**TESTO DELLA PAGINA**
........

La Leggenda del Santo bevitore di Joseph Roth. Recensione a cura di Monica Pasero
E se la vita ti portasse a credere che i
miracoli esistano? Ti aprisse possibilità impensate, fino a qualche istante
prima? Ti spronasse ad un nuovo destino o la parvenza di ciò che potrebbe
divenire la tua vita, se solo facessi altre scelte! Se usassi il tuo tempo in
modo diverso ed evadessi dalla tua schiavitù, dai tuoi vizi aprendo la mente a
valorizzarti, a trovare nella tua persona altre potenzialità oltre a quelle di
distruggerti.
Ecco, in questa narrazione l’autore con una
novella semplice, ma davvero di grande rilevanza morale, ce lo racconta e ci
induce alla speranza; portandoci a comprendere quanto la natura
umana sia debole e condizionabile.
E seppur la vita, per fortuna o per miracolo, ci
conceda innumerevoli possibilità di redimerci, rimetterci in carreggiata,
rialzarci... qualcosa di più forte ci trattiene a terra nel nostro marasma
esistenziale, calamitati verso il baratro.

........

**VOCI DEL DATASET**
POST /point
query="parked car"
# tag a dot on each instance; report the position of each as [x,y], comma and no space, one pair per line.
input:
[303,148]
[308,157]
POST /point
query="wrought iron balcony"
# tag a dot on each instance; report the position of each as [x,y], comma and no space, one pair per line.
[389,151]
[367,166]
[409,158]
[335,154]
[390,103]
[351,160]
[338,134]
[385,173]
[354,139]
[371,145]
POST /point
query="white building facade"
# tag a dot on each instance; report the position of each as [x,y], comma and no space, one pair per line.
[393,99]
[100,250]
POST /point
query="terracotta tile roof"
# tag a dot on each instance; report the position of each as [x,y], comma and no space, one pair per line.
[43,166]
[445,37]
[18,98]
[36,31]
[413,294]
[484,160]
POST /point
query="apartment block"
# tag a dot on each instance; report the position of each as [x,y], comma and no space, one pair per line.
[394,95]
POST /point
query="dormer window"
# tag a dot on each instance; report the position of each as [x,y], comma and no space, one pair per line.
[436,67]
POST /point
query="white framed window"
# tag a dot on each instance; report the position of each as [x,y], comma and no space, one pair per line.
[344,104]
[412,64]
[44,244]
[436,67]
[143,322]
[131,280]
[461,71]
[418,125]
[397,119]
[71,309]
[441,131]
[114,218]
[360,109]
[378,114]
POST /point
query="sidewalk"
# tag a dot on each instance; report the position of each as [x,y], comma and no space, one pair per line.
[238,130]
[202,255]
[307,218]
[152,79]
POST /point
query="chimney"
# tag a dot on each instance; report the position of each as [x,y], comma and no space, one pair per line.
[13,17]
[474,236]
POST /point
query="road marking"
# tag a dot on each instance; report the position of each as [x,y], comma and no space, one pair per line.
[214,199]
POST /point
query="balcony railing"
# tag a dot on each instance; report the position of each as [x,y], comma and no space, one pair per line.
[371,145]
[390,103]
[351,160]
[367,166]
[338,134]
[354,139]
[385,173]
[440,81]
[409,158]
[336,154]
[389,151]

........

**PROBLEMA BREVE A**
Riporta per intero la recensione, senza cambiare nulla.
**PROBLEMA BREVE B**
Raccogli, per favore, ogni riga delle voci in cui compare la stringa "balcony".

**RISPOSTA COMPLETA A**
La Leggenda del Santo bevitore di Joseph Roth. Recensione a cura di Monica Pasero
E se la vita ti portasse a credere che i
miracoli esistano? Ti aprisse possibilità impensate, fino a qualche istante
prima? Ti spronasse ad un nuovo destino o la parvenza di ciò che potrebbe
divenire la tua vita, se solo facessi altre scelte! Se usassi il tuo tempo in
modo diverso ed evadessi dalla tua schiavitù, dai tuoi vizi aprendo la mente a
valorizzarti, a trovare nella tua persona altre potenzialità oltre a quelle di
distruggerti.
Ecco, in questa narrazione l’autore con una
novella semplice, ma davvero di grande rilevanza morale, ce lo racconta e ci
induce alla speranza; portandoci a comprendere quanto la natura
umana sia debole e condizionabile.
E seppur la vita, per fortuna o per miracolo, ci
conceda innumerevoli possibilità di redimerci, rimetterci in carreggiata,
rialzarci... qualcosa di più forte ci trattiene a terra nel nostro marasma
esistenziale, calamitati verso il baratro.

**RISPOSTA COMPLETA B**
query="wrought iron balcony"
query="balcony railing"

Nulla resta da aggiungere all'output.